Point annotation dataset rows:
>> Start
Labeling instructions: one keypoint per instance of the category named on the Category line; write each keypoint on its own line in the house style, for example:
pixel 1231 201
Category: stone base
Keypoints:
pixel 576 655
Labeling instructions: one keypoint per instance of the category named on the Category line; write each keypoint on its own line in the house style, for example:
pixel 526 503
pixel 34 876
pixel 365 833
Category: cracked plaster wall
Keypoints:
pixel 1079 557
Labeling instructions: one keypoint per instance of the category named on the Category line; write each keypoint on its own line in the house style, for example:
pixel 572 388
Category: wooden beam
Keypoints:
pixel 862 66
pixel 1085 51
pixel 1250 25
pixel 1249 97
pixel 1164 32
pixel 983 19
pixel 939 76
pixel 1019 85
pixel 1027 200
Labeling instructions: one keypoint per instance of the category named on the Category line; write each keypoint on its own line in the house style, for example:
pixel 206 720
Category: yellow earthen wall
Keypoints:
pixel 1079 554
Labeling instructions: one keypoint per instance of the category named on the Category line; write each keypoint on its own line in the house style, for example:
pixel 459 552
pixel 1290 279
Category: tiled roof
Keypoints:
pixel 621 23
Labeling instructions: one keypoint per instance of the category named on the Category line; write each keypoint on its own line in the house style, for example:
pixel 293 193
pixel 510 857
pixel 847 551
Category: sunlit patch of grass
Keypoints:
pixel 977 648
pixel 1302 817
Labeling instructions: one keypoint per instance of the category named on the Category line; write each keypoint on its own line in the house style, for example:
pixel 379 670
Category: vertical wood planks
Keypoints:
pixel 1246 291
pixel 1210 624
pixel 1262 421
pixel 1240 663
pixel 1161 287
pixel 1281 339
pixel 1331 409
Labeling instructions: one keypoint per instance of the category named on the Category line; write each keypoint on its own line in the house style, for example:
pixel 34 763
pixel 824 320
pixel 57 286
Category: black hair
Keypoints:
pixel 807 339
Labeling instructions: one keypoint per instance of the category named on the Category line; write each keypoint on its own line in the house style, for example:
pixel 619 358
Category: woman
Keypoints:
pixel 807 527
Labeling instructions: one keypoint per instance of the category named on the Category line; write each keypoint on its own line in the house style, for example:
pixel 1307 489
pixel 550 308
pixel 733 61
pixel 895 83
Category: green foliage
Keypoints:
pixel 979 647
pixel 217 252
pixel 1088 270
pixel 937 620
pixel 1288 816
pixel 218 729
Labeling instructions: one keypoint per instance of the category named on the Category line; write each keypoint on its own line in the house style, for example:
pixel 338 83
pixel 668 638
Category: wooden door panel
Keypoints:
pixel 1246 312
>> End
Copy every line of the rows above word for word, leaving nothing out.

Labeling instructions: one keypoint per instance of the category named on the Category line; write each keypoint on its own line in the house style, for example:
pixel 1231 201
Category: stone base
Keypoints:
pixel 576 655
Labeling instructions: one keypoint per instance of the category named on the Category line; write each keypoint on its own line in the house style, for example:
pixel 526 503
pixel 34 876
pixel 365 833
Category: cracked plaster wall
Keypoints:
pixel 1079 557
Labeling instructions: one keypoint per instance of the category named on the Category line; write each keypoint on its own line in the house style, for example:
pixel 572 388
Category: wooden beam
Keypoints:
pixel 862 66
pixel 1085 51
pixel 1250 25
pixel 1249 97
pixel 1164 32
pixel 983 19
pixel 939 76
pixel 1019 85
pixel 1027 200
Labeling instructions: one keypoint per instance of the category named on the Category line; write each keypoint on its own line in the house style, for example:
pixel 206 720
Category: yellow earthen wall
Keypoints:
pixel 1079 554
Labeling instructions: one keypoint per instance of the category named on the Category line; write each keypoint on its own line in the house style, for example:
pixel 459 552
pixel 1290 279
Category: tiled roof
Keypoints:
pixel 621 23
Labeling instructions: one keypoint per instance of the category named on the Category line; write each keypoint on its own line in the house style, for example:
pixel 293 193
pixel 510 857
pixel 847 551
Category: sunlit patch of grass
Keypoints:
pixel 977 648
pixel 1302 817
Labeling instructions: one keypoint per instance of the category named on the Category line; write each keypoint on its own line in the house style, for example:
pixel 379 670
Category: vertical wood planks
Keypoints:
pixel 1246 291
pixel 1210 624
pixel 1262 421
pixel 1240 663
pixel 1161 287
pixel 1281 339
pixel 1331 409
Labeling instructions: one keypoint per instance of the category named on the Category line; write each keypoint on its own line in the house style, for example:
pixel 34 763
pixel 824 320
pixel 57 286
Category: black hair
Keypoints:
pixel 807 339
Labeling instructions: one keypoint per instance of the category named on the Category line; write each keypoint on its own line in the house style, for example:
pixel 619 358
Category: woman
Keypoints:
pixel 807 527
Labeling instructions: one keypoint per instance of the category named on the Category line; write each keypoint on its own line in the house style, for example:
pixel 1307 489
pixel 550 308
pixel 733 61
pixel 895 83
Category: green foliage
Keypoints:
pixel 979 647
pixel 217 252
pixel 1088 270
pixel 937 620
pixel 1288 816
pixel 218 729
Labeling instructions: one keypoint per instance of the category named on the Category line; write each keypoint on its own line in the house style, for example:
pixel 338 83
pixel 668 638
Category: wooden door panel
Keypoints:
pixel 1246 312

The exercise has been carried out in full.